━━ TASK INPUT ━━
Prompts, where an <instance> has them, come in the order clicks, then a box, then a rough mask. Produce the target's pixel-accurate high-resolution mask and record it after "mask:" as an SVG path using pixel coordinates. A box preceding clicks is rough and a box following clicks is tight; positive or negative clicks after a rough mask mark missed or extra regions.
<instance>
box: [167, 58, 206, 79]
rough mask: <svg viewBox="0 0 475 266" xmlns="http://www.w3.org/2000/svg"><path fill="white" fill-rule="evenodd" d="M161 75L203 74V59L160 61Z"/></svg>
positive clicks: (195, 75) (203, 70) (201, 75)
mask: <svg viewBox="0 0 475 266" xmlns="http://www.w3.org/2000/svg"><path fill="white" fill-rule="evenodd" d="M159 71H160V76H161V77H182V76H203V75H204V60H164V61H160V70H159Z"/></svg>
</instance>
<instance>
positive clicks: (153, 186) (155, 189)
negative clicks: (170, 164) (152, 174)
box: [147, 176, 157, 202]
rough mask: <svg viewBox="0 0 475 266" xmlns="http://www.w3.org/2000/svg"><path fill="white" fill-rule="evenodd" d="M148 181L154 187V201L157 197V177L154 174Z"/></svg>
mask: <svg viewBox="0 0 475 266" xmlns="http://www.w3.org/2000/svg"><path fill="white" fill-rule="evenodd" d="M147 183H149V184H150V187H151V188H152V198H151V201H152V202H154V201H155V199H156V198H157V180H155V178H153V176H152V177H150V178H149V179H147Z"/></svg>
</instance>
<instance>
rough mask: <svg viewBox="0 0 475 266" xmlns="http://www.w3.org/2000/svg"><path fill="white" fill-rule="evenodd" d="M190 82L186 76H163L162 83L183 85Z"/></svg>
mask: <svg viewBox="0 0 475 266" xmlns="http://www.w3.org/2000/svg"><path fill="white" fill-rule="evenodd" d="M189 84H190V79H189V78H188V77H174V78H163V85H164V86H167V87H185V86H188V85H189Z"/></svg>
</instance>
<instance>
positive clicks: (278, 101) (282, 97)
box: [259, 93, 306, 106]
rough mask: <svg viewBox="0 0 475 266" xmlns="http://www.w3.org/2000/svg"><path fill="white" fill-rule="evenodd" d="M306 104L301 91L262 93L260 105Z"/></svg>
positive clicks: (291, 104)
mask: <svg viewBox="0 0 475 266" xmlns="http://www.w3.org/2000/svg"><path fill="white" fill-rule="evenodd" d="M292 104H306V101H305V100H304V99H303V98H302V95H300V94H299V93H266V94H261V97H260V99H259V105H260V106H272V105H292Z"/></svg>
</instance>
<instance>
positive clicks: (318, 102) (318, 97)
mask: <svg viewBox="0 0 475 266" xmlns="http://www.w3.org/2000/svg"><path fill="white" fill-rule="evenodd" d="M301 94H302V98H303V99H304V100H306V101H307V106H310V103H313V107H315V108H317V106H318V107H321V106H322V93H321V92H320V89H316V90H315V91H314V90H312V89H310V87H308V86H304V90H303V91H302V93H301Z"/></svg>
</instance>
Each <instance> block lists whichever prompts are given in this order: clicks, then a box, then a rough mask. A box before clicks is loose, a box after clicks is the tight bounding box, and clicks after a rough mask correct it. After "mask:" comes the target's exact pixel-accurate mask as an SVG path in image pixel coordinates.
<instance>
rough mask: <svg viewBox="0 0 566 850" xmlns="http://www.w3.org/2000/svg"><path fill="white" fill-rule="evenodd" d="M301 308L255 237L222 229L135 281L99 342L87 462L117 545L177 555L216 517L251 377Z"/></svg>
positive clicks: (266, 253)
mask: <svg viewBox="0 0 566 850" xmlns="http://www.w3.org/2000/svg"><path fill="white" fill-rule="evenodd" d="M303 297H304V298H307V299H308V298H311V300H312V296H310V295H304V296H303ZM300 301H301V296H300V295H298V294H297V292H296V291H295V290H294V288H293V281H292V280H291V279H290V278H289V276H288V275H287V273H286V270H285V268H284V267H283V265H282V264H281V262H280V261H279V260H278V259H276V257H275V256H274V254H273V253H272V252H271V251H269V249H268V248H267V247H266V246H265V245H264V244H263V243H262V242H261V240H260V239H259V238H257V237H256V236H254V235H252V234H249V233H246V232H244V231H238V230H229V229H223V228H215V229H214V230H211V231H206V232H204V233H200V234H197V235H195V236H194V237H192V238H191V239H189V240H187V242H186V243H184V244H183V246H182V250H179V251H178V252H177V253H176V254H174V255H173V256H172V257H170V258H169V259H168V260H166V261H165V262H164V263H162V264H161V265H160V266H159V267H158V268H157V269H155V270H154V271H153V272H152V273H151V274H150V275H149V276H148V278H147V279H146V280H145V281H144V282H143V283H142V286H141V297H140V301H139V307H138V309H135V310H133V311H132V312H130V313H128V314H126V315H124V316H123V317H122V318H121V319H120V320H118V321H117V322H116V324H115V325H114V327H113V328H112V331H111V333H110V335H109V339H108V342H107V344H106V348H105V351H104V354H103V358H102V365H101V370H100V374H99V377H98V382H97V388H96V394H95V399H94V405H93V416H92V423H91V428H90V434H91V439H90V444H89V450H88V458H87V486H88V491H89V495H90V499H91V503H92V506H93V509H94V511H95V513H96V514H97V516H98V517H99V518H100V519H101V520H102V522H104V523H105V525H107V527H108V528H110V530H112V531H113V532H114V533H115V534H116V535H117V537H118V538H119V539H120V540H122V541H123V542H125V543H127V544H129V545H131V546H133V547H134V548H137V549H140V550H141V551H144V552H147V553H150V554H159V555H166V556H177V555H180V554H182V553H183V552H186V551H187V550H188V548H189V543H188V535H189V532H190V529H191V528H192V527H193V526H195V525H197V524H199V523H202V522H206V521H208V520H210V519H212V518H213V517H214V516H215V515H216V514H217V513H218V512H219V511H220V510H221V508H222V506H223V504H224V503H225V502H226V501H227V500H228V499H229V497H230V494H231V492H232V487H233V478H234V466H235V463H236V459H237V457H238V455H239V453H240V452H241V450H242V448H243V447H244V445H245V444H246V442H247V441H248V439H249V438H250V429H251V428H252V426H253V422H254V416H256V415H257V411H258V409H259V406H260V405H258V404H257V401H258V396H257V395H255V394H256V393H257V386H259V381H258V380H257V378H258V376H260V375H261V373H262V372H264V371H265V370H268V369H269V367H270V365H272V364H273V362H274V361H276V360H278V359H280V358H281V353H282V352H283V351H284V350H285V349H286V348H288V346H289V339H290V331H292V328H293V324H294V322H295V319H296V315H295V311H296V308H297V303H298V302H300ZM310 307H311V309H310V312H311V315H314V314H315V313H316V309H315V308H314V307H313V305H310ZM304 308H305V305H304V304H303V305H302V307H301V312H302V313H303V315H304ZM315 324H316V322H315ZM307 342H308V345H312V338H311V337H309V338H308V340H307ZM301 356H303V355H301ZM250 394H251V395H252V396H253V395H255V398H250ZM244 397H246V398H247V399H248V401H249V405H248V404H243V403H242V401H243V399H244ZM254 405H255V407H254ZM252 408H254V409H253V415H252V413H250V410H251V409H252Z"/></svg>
━━━
Each line in the listing above from the one containing "positive clicks: (195, 75)" through the one containing "104L301 91L262 93L260" should be repeated exactly, and no other line.

EXERCISE RESPONSE:
positive clicks: (195, 75) (203, 70) (201, 75)
mask: <svg viewBox="0 0 475 266" xmlns="http://www.w3.org/2000/svg"><path fill="white" fill-rule="evenodd" d="M159 71H160V76H161V77H182V76H203V75H204V60H164V61H160V70H159Z"/></svg>
</instance>
<instance>
positive clicks: (153, 186) (155, 189)
negative clicks: (170, 164) (152, 174)
box: [147, 176, 157, 202]
rough mask: <svg viewBox="0 0 475 266" xmlns="http://www.w3.org/2000/svg"><path fill="white" fill-rule="evenodd" d="M148 181L154 187V201L157 197V177L154 174Z"/></svg>
mask: <svg viewBox="0 0 475 266" xmlns="http://www.w3.org/2000/svg"><path fill="white" fill-rule="evenodd" d="M147 183H149V184H150V187H151V188H152V198H151V201H152V202H154V201H155V199H156V198H157V180H155V178H153V176H152V177H150V178H149V179H147Z"/></svg>
</instance>
<instance>
rough mask: <svg viewBox="0 0 475 266" xmlns="http://www.w3.org/2000/svg"><path fill="white" fill-rule="evenodd" d="M190 82L186 76H163L162 83L183 85Z"/></svg>
mask: <svg viewBox="0 0 475 266" xmlns="http://www.w3.org/2000/svg"><path fill="white" fill-rule="evenodd" d="M189 84H190V79H189V78H188V77H174V78H163V85H164V86H167V87H185V86H188V85H189Z"/></svg>
</instance>
<instance>
positive clicks: (278, 101) (282, 97)
box: [259, 93, 306, 106]
rough mask: <svg viewBox="0 0 475 266" xmlns="http://www.w3.org/2000/svg"><path fill="white" fill-rule="evenodd" d="M306 104L301 91L262 93L260 105Z"/></svg>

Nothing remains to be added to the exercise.